Built a refined mailman classifier leveraging the same alBERTa model used for evaluations. Initial beta results show a 25% improvement in routing accuracy (AUROC increased to ~0.84), ensuring queries are directed to the most relevant agents, thus reducing hallucinations and improving user satisfaction.
Accelerated Improvement via Active Learning
Implemented targeted active learning, substantially reducing labeling efforts by domain experts while maximizing model quality improvements.
What started as a way to "measure system quality" has evolved into a comprehensive framework for developing trustworthy AI systems. By embedding evaluation deeply into the development process, we can continuously monitor, debug, and refine the system's behavior. This approach enables us to systematically collect the signals needed to assess and improve the system's performance, and alignment with business objectives.
The foundation laid by this workstream enables several key capabilities:
Data-Driven Optimization: Systematically identify improvement areas and validate system changes against quantitative metrics.
Proactive Quality Assurance: Surface potential issues before they impact end-users through real-time inference on model outputs.

Material provided:
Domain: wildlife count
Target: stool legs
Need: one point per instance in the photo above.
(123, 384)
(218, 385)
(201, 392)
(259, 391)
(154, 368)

Actions to take:
1. Translate this sentence from the text on the AI evaluation workstream into Spanish: "Implemented targeted active learning, substantially reducing labeling efforts by domain experts while maximizing model quality improvements."
2. From the text on the AI evaluation workstream, reproduce the part that begins at the words "What started as" and stops after "with business objectives.".

Results by task:
1. Se implementó un aprendizaje activo focalizado, lo que redujo sustancialmente el esfuerzo de etiquetado por parte de los expertos en el dominio y, al mismo tiempo, maximizó las mejoras en la calidad del modelo.

2.
What started as a way to "measure system quality" has evolved into a comprehensive framework for developing trustworthy AI systems. By embedding evaluation deeply into the development process, we can continuously monitor, debug, and refine the system's behavior. This approach enables us to systematically collect the signals needed to assess and improve the system's performance, and alignment with business objectives.